Please return all lines in the listing holding the word "long".
Start of Block
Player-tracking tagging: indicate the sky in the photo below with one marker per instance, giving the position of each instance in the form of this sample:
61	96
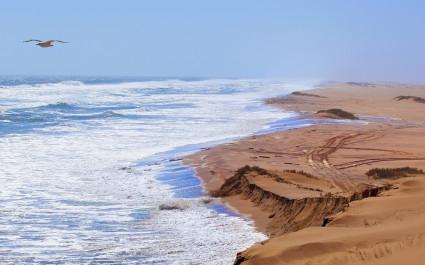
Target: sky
355	40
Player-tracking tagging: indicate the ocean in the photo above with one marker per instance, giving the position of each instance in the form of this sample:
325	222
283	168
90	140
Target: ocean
85	164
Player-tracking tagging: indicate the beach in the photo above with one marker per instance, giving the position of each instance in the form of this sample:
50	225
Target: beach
344	190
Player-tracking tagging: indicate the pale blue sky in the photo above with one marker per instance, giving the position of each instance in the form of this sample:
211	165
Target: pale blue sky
327	40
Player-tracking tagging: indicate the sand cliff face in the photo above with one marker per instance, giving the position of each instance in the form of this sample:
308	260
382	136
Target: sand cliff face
288	214
388	229
312	189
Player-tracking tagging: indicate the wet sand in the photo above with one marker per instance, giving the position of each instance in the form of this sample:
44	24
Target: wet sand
308	190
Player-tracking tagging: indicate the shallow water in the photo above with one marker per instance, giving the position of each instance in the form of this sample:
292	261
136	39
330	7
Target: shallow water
86	163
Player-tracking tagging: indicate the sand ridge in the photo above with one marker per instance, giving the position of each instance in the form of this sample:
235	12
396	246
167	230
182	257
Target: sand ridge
307	188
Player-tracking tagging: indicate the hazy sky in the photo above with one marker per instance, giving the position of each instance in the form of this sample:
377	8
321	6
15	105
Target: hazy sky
328	40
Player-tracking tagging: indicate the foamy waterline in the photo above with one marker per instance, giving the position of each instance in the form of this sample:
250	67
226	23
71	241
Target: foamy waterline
76	188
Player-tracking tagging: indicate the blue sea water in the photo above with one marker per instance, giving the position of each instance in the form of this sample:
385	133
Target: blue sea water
86	162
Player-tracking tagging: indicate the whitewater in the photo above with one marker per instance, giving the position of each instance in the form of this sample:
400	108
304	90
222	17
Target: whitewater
86	163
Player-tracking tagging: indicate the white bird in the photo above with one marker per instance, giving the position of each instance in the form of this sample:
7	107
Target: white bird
45	44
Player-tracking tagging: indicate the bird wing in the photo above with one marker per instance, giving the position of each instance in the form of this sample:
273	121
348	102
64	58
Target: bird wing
32	40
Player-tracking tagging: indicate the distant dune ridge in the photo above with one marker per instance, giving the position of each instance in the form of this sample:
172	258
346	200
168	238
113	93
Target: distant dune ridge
331	193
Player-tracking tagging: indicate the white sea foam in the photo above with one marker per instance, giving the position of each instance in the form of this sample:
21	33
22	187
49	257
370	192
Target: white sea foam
70	193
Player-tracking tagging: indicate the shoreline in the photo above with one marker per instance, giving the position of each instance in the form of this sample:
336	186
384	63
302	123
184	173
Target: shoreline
305	177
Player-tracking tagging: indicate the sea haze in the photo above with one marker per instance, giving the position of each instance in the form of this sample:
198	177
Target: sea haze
85	164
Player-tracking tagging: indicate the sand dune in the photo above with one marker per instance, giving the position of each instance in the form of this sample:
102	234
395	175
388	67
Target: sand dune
308	189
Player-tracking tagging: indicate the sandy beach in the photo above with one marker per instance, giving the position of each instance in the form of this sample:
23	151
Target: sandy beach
345	193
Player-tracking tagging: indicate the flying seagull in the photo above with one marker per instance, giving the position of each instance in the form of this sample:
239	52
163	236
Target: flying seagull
46	44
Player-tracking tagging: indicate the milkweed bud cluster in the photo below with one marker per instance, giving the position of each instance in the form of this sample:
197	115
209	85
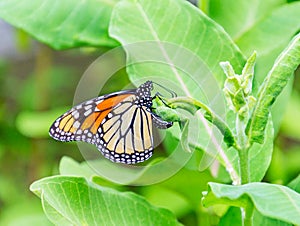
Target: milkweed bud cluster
237	88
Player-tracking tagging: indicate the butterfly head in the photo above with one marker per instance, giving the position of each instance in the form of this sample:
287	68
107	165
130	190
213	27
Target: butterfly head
143	93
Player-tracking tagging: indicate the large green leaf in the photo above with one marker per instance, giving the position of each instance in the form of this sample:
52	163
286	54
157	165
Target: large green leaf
270	200
238	16
260	155
74	201
264	26
277	79
175	44
62	24
233	217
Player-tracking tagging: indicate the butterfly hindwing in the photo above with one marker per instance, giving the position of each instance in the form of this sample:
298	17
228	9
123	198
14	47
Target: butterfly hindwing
119	124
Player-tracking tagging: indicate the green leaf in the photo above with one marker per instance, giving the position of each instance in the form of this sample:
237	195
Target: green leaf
233	218
38	122
74	201
252	25
270	200
181	51
273	85
260	155
69	167
237	17
62	24
25	213
295	184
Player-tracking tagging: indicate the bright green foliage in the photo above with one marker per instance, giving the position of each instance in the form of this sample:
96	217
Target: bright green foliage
62	24
278	201
237	88
273	85
74	201
174	41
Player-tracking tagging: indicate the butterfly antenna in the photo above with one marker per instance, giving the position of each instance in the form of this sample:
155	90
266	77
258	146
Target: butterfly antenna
173	94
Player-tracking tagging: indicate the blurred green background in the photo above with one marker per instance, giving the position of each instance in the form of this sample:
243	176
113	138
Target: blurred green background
37	84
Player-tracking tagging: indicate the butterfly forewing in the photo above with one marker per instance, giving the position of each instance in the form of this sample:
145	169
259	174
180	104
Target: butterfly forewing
119	124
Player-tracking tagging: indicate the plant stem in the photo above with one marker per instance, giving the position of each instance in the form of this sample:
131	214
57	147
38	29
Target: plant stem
193	105
242	148
247	214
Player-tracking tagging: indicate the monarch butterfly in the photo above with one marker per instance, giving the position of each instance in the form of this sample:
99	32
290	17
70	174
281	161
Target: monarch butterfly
119	124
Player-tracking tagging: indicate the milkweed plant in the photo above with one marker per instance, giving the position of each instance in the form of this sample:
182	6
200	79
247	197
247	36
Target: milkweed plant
253	91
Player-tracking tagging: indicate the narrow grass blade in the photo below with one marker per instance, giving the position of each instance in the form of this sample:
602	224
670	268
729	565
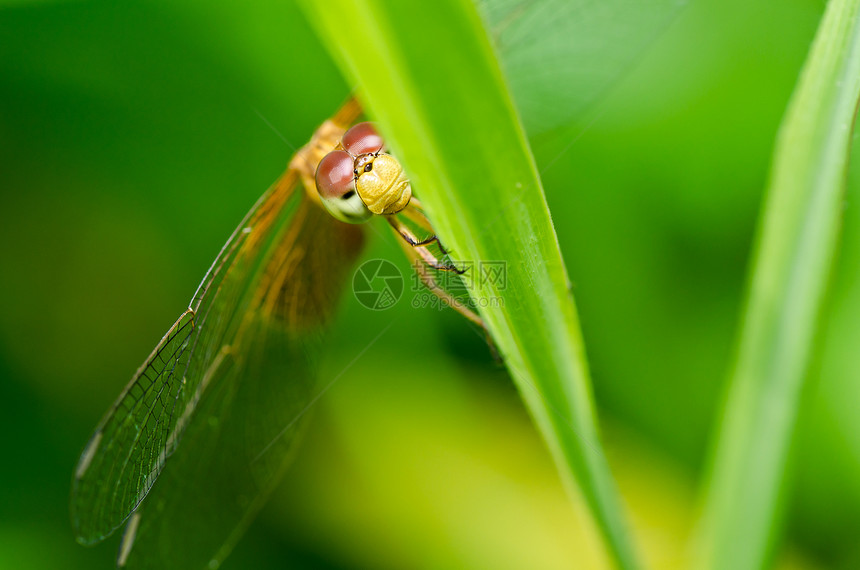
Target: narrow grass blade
428	74
796	244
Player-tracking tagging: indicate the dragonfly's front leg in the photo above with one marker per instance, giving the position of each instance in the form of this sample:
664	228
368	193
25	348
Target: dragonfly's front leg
420	246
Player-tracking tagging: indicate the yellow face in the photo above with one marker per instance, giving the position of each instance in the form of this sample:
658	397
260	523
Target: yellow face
381	184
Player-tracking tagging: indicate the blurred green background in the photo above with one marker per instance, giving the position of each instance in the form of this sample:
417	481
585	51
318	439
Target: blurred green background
135	137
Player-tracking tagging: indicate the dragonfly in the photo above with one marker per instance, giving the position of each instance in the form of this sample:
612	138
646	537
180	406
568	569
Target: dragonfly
198	439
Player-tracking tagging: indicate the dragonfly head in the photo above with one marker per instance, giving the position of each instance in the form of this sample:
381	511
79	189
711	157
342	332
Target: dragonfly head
361	180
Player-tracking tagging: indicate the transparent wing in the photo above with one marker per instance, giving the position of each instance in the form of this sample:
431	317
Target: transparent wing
255	282
246	424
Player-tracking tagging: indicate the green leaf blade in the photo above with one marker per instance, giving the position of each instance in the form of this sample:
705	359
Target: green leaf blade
798	237
450	119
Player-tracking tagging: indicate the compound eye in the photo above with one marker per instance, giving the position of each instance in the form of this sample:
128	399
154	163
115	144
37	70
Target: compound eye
334	175
336	186
362	139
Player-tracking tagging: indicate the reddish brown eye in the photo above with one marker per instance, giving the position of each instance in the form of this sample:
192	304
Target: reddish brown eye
334	174
362	139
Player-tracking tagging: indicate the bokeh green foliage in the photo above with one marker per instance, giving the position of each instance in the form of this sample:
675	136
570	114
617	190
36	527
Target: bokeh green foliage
134	137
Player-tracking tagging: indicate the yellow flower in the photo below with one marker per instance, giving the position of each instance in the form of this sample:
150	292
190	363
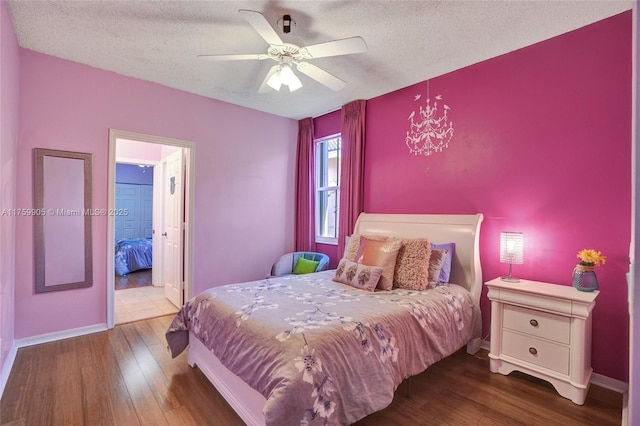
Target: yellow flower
591	257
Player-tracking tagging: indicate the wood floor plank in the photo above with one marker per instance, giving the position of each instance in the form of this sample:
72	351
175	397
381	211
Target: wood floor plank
68	385
146	407
126	376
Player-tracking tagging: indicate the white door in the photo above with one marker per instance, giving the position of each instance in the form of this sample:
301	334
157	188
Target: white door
173	220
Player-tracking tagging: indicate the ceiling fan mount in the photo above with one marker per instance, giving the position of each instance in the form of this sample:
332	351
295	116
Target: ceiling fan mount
287	55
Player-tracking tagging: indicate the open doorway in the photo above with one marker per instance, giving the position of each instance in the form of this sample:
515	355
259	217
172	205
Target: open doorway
149	265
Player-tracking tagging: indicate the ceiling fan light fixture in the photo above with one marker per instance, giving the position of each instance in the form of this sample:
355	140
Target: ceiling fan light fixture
286	74
294	82
275	82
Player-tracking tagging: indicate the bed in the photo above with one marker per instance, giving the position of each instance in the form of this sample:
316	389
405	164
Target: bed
308	350
133	254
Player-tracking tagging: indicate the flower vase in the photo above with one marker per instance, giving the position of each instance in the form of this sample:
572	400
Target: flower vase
584	278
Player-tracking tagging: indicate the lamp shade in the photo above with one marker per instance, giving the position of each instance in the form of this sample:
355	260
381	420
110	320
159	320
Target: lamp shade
511	247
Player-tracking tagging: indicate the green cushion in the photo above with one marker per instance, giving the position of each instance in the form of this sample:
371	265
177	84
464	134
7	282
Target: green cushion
305	266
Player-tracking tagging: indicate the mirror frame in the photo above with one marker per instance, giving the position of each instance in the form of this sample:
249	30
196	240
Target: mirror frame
41	212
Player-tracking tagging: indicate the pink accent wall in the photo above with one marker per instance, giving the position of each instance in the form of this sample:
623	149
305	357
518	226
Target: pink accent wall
542	145
245	163
9	101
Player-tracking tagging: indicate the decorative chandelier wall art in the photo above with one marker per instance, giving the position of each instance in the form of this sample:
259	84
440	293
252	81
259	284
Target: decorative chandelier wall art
430	131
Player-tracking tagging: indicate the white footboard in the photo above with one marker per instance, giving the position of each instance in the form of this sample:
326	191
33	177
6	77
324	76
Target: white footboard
244	400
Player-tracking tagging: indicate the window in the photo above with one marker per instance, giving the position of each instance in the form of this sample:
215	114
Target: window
327	189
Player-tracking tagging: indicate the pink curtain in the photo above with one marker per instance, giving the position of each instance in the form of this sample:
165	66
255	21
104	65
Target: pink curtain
305	227
352	172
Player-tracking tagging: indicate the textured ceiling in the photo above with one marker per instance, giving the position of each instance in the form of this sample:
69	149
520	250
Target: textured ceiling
408	41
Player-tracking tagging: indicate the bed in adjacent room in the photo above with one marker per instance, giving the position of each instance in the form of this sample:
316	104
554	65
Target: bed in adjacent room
328	347
133	254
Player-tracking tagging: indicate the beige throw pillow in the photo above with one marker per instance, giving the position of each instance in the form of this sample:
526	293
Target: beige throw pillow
382	253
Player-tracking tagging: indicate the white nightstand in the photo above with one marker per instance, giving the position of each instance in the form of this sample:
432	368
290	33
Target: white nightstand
543	330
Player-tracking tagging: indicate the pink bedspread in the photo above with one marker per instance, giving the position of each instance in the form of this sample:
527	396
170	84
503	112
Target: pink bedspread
322	352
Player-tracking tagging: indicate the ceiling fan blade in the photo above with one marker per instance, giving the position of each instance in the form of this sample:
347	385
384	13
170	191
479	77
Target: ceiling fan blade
264	87
320	75
250	56
345	46
261	25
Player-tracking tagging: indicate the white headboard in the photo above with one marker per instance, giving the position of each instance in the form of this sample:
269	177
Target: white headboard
463	230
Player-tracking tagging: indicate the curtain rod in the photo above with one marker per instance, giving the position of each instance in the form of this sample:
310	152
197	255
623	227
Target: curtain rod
328	112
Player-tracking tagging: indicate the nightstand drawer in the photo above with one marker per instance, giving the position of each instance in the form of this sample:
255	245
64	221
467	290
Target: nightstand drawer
545	354
537	323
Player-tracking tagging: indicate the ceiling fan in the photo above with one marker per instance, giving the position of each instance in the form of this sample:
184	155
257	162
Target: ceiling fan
288	55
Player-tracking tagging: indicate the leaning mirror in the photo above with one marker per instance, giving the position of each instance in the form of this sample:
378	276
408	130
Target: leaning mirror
62	220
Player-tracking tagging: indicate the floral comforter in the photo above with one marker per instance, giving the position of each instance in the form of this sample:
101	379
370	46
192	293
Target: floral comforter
322	352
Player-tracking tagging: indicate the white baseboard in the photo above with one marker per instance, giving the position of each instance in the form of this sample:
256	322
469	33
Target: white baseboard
59	335
609	383
596	379
6	368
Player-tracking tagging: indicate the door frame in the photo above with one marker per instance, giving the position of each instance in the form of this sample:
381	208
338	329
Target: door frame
189	186
157	166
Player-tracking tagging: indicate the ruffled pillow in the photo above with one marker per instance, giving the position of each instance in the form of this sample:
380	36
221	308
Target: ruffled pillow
357	275
412	265
382	253
435	264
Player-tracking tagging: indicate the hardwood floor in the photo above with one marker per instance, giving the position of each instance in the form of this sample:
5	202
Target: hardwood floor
125	376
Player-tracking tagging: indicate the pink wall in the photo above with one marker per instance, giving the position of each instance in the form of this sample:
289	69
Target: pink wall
244	177
542	145
9	101
634	365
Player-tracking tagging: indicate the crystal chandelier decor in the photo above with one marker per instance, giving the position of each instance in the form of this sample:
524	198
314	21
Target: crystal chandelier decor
430	130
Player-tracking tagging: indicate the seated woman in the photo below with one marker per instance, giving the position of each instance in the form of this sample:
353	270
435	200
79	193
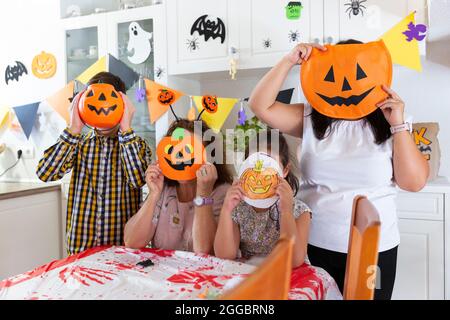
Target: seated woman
255	231
168	218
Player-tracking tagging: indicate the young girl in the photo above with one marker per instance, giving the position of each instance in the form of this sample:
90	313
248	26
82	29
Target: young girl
255	231
168	218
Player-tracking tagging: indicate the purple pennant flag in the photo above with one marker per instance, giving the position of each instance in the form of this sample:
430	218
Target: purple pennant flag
417	32
26	115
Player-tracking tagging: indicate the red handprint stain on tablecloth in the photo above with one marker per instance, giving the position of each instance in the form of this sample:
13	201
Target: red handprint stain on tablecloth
197	279
85	275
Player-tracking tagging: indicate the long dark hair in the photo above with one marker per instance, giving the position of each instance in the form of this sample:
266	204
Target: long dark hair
End of Block
### [Solution for this task]
Player-tracking tagging: indicate the long dark hair in the photo above with one marker per instance, giving the position of each instance in the form of this sample:
Target: long dark hair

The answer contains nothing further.